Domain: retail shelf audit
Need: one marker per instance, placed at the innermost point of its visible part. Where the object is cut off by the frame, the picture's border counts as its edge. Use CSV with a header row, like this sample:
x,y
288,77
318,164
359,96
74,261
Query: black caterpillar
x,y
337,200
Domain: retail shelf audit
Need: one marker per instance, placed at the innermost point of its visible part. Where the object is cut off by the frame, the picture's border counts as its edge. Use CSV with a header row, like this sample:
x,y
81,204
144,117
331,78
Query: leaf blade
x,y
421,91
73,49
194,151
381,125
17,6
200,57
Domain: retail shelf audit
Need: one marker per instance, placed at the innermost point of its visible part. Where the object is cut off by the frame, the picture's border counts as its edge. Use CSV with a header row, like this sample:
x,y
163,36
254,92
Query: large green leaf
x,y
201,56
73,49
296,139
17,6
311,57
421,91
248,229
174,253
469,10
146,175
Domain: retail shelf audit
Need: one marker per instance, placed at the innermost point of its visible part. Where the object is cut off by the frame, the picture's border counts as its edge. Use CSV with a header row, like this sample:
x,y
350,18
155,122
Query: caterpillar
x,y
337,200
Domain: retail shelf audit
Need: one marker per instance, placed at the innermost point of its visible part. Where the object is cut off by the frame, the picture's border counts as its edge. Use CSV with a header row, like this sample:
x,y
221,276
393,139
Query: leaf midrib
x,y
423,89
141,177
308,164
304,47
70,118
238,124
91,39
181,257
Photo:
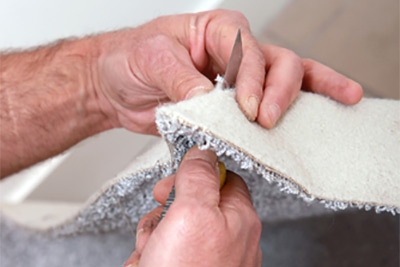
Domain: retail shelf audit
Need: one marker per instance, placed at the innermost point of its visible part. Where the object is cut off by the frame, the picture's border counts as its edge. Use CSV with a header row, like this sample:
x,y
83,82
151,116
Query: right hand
x,y
204,226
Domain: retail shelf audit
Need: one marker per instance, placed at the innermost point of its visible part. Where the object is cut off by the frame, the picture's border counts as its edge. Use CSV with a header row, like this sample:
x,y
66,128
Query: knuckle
x,y
294,59
183,82
256,225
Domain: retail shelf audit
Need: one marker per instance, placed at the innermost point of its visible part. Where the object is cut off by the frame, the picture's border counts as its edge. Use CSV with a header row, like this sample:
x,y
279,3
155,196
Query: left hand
x,y
204,226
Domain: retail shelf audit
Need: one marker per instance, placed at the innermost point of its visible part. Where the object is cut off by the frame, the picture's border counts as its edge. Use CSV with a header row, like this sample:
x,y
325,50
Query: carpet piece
x,y
320,152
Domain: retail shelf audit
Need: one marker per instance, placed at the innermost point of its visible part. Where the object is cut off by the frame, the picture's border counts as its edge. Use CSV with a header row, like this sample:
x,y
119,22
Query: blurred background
x,y
359,38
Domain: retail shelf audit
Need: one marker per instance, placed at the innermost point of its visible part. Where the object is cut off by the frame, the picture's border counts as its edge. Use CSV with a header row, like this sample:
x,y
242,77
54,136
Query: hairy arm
x,y
47,103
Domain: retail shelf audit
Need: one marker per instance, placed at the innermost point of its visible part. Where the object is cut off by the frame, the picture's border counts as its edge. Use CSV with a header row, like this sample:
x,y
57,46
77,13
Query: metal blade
x,y
234,62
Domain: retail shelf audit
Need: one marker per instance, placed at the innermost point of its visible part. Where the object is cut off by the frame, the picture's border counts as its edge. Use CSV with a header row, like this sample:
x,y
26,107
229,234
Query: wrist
x,y
86,92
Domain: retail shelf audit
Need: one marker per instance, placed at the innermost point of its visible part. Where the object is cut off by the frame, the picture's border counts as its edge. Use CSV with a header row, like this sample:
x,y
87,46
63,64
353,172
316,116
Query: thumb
x,y
197,178
175,74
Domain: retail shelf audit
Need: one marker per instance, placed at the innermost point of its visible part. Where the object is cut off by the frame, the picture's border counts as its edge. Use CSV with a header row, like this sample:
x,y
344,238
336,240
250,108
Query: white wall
x,y
81,170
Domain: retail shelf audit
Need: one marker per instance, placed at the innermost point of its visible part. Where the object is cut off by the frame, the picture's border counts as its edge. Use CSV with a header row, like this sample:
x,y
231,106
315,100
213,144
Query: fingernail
x,y
252,107
274,111
138,233
206,155
201,90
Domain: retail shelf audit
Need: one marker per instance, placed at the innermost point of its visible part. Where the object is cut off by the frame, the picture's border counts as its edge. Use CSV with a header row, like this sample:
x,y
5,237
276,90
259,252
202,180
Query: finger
x,y
283,83
170,68
321,79
197,179
145,227
235,194
250,79
133,260
259,257
163,188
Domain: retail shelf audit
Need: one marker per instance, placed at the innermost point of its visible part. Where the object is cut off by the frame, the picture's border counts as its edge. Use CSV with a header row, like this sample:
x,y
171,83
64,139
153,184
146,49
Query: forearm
x,y
47,102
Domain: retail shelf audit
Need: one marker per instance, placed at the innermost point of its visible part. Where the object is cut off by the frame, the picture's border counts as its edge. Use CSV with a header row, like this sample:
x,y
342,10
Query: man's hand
x,y
204,226
175,58
54,97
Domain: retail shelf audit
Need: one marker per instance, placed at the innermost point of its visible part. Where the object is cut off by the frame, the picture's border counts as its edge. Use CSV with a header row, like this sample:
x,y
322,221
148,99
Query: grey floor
x,y
354,238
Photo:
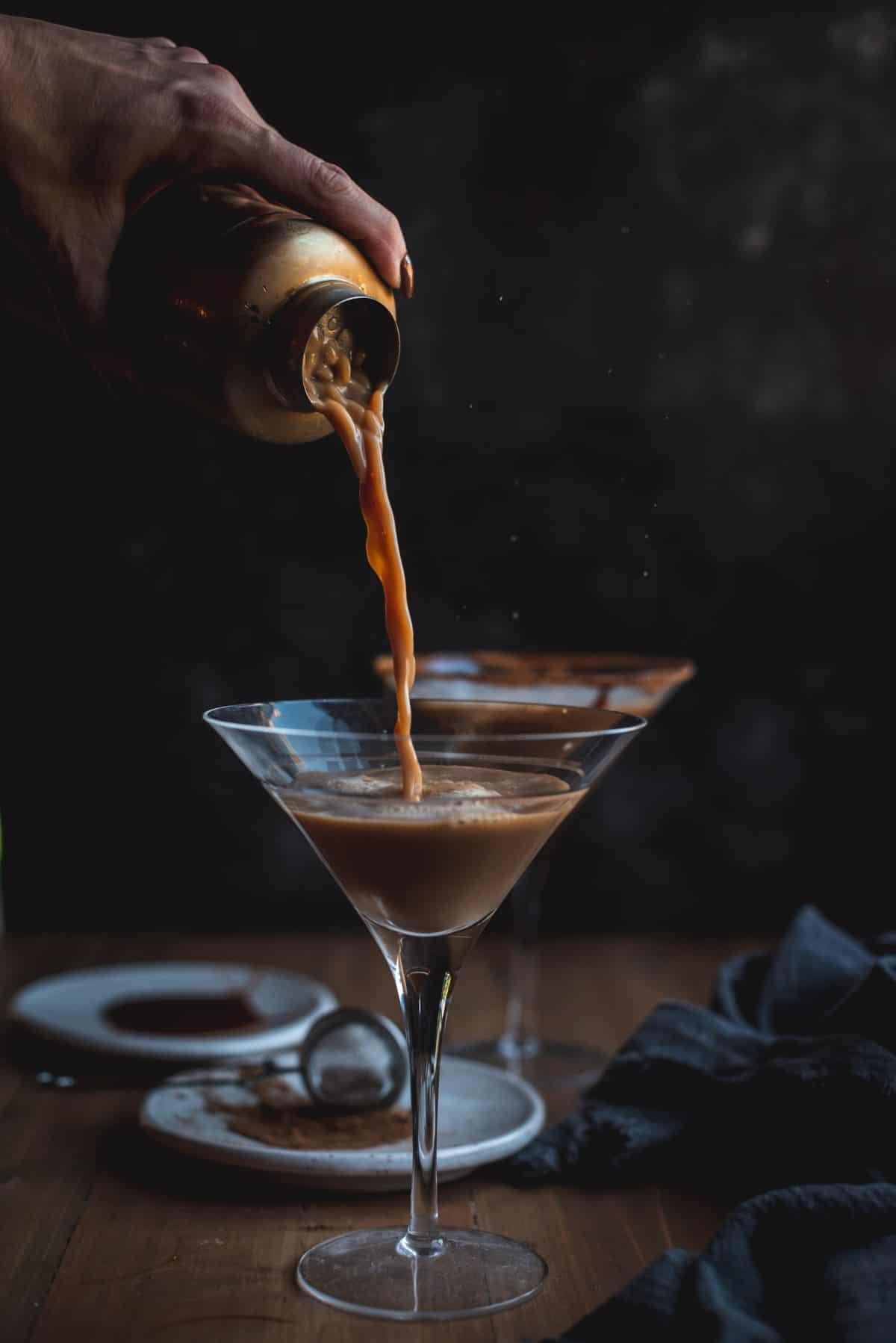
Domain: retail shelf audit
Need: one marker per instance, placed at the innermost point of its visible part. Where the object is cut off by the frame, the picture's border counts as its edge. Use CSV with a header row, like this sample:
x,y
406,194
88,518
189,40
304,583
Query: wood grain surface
x,y
105,1236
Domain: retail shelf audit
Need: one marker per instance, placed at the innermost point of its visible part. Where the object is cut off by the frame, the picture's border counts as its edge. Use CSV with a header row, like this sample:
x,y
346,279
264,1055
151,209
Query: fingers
x,y
191,55
328,193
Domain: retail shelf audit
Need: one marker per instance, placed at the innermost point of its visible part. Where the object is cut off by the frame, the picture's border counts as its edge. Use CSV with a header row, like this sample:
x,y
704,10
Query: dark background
x,y
645,403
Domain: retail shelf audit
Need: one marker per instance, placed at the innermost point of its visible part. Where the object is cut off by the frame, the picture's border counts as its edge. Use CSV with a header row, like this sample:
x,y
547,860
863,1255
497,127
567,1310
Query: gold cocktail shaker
x,y
214,293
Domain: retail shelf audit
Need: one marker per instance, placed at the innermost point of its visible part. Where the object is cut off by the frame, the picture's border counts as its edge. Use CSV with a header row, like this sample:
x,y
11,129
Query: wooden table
x,y
105,1236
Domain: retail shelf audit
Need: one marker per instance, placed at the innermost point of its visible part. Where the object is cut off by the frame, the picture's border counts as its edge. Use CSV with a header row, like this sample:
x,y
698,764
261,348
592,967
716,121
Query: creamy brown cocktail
x,y
440,865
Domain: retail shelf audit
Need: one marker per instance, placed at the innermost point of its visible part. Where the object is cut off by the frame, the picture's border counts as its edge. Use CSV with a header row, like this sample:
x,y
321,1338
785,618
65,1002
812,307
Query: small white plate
x,y
485,1115
70,1008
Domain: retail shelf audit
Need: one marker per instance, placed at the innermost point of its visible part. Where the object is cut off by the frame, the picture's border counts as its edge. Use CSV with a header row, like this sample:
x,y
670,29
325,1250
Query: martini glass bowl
x,y
425,877
632,683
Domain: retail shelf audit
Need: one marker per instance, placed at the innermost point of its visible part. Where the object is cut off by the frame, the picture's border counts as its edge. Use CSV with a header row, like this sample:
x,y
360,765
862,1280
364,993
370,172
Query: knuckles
x,y
328,179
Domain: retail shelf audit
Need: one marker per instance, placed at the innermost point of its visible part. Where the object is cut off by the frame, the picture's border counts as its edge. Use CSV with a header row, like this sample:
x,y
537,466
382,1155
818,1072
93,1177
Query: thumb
x,y
328,193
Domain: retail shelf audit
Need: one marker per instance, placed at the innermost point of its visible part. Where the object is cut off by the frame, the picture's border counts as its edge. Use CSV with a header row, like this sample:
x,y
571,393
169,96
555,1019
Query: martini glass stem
x,y
425,984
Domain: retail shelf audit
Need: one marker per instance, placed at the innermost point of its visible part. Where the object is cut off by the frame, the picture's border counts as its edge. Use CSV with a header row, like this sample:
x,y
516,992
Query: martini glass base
x,y
367,1274
547,1064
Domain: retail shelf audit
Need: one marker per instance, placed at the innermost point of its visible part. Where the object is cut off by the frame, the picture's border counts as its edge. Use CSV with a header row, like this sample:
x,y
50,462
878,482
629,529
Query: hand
x,y
92,124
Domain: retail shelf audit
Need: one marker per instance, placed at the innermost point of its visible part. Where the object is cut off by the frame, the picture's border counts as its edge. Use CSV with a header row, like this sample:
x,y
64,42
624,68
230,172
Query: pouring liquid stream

### [YOUR GOAL]
Report only how many lines of the listing above contain the string "glass".

### [WORKED ANSWER]
3